Exercise instructions
[1] Summarize the forum thread in three sentences.
[2] Print everything in the forum thread from "I think it has" down to "responses over there.".
━━━━━ Page excerpt
Published Dec 14, 2009
RB2000
224 Posts
So I have talked to my wife and mother inlaw about joining the military after I finished nursing school. Well, after I complete BSN or MSN. They are not thrilled about the idea.
My question is how many here have served as a nurse in the military? Do you feel that you gained any valuable experience by doing so? Do you feel that it has helped your career any? Your thoughts on the pros and cons?
Thanks...
Cynders
110 Posts
Can't really help you here, b/c I am not a nurse yet.
But I was a medic in the Army. I loved it.
I think it has done wonders for me. Helped me to realize that I do want to continue in the nursing field.
As a medic we basically do everything that a nurse does....IV, injections, assess pt and present to the PA, etc etc...
Not sure if that helps you or not. I do often think about going back in the Army once I am finished with school.
Try posting on the military board. I am sure you would get alot of responses over there.
USN2UNC
99 Posts
BTW if you didn't know where the military board was.....
https://allnurses.com/government-military-nursing/
The military is a great life- if you are up for it!
Chuck
Ruby Vee, BSN
17 Articles; 14,036 Posts
let me preface this by saying i have never been in the military; my husband was an air force nurse.
━━━━━━━━━━
━━━━━ Data provided
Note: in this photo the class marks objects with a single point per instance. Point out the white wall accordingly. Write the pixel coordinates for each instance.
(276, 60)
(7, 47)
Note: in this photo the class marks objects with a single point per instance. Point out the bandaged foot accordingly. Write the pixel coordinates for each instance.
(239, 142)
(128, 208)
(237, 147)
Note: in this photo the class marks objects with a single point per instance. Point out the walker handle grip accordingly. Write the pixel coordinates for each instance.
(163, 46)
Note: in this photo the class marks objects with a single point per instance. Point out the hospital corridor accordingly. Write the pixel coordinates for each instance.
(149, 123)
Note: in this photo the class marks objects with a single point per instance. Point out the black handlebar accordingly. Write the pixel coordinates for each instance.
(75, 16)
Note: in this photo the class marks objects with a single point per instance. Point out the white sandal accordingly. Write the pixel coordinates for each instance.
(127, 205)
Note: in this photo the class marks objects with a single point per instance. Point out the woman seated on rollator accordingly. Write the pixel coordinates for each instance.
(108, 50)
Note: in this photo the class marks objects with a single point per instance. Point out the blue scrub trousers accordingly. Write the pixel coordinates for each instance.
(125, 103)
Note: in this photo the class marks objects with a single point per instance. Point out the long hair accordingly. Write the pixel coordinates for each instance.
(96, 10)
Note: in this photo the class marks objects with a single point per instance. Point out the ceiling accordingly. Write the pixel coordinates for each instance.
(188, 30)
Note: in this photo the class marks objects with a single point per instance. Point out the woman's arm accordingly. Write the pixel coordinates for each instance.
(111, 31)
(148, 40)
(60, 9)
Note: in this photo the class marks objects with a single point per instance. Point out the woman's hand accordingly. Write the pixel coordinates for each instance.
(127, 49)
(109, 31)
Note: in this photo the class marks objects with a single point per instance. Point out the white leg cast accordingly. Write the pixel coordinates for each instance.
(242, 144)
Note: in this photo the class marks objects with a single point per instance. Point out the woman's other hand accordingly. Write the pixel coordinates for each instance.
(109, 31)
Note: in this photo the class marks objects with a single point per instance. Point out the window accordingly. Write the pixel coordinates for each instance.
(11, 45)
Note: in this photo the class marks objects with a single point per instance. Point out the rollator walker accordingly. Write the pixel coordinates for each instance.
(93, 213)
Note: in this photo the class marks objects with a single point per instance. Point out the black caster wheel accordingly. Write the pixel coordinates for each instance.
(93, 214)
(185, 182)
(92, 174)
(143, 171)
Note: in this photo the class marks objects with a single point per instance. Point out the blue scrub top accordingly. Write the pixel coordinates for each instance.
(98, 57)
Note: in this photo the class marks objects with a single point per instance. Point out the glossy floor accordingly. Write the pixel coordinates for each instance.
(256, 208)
━━━━━━━━━━
Answer section
[1] A poster plans to join the military after completing a BSN or MSN and asks nurses who have served about the experience, its effect on their careers, and its pros and cons. A former Army medic who is not yet a nurse says the experience helped confirm a wish to continue in nursing and recommends posting on the military board, and another reply links to that board and calls the military a great life for those up for it. The last reply begins by noting that its writer was never in the military but has a husband who was an Air Force nurse.

[2]
I think it has done wonders for me. Helped me to realize that I do want to continue in the nursing field.
As a medic we basically do everything that a nurse does....IV, injections, assess pt and present to the PA, etc etc...
Not sure if that helps you or not. I do often think about going back in the Army once I am finished with school.
Try posting on the military board. I am sure you would get alot of responses over there.